Researchers help fight the spread of cancer
Johns Hopkins team finds a drug cocktail that will battle metastasis
Hasini Jayatilaka was a sophomore at the Johns Hopkins University working in a lab studying cancer cells when she noticed that when the cells become too densely packed, some would break off and start spreading.
She wasn’t sure what to make of it, until she attended an academic conference and heard a speaker talking about bacterial cells behaving the same way. Yet when she went through the academic literature to see whether anyone had written about similar behavior in cancer cells, she found nothing.
Seven years later, the theory Jayatilaka developed early in college is now a bona fide discovery that offers significant promise for cancer treatment.
Jayatilaka and a team at Johns Hopkins discovered the biochemical mechanism that tells cancer cells to break off from the primary tumor and spread throughout the body, a process called metastasis. Some 90 percent of cancer deaths are caused when cancer metastasizes. The team also found that two existing, FDA-approved drugs can slow metastasis significantly.
“A female patient with breast cancer doesn’t succumb to the disease just because she has a mass on her breast; she succumbs to the disease because [when] it spreads either to the lungs, the liver, the brain, it becomes untreatable,” said Jayatilaka, who earned her doctorate in chemical and biomolecular engineering this spring in addition to her earlier undergraduate degree at Hopkins.
“There are really no therapeutics out there right now that directly target the spread of cancer. So what we came up with through our studies was this drug cocktail that could potentially inhibit the spread of cancer.”
The study was published online May 26 in the journal Nature Communications. The next step for the team is to test the effectiveness of the drugs in human subjects.
Typically, cancer research and treatment has focused on shrinking the primary tumor through chemotherapy or other methods. But, the team said, attacking the deadly process of metastasis could allow more patients to survive.
“It’s not this primary tumor that’s going to kill you typically,” said Denis Wirtz, Johns Hopkins’ vice provost for research and director of its Physical SciencesOncology Center, who was a senior author on the paper.

PROBLEM TO WORK ON.
Can you edit the stretch from "The study was" through "patients to survive." in the cancer metastasis article so that "chemotherapy" is replaced with "radiation"? The items that follow come from a separate source.

(Referring expression pointing data)
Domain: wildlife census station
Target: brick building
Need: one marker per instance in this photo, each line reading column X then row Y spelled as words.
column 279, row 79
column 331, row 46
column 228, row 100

WORKED SOLUTION.
The study was published online May 26 in the journal Nature Communications. The next step for the team is to test the effectiveness of the drugs in human subjects.
Typically, cancer research and treatment has focused on shrinking the primary tumor through radiation or other methods. But, the team said, attacking the deadly process of metastasis could allow more patients to survive.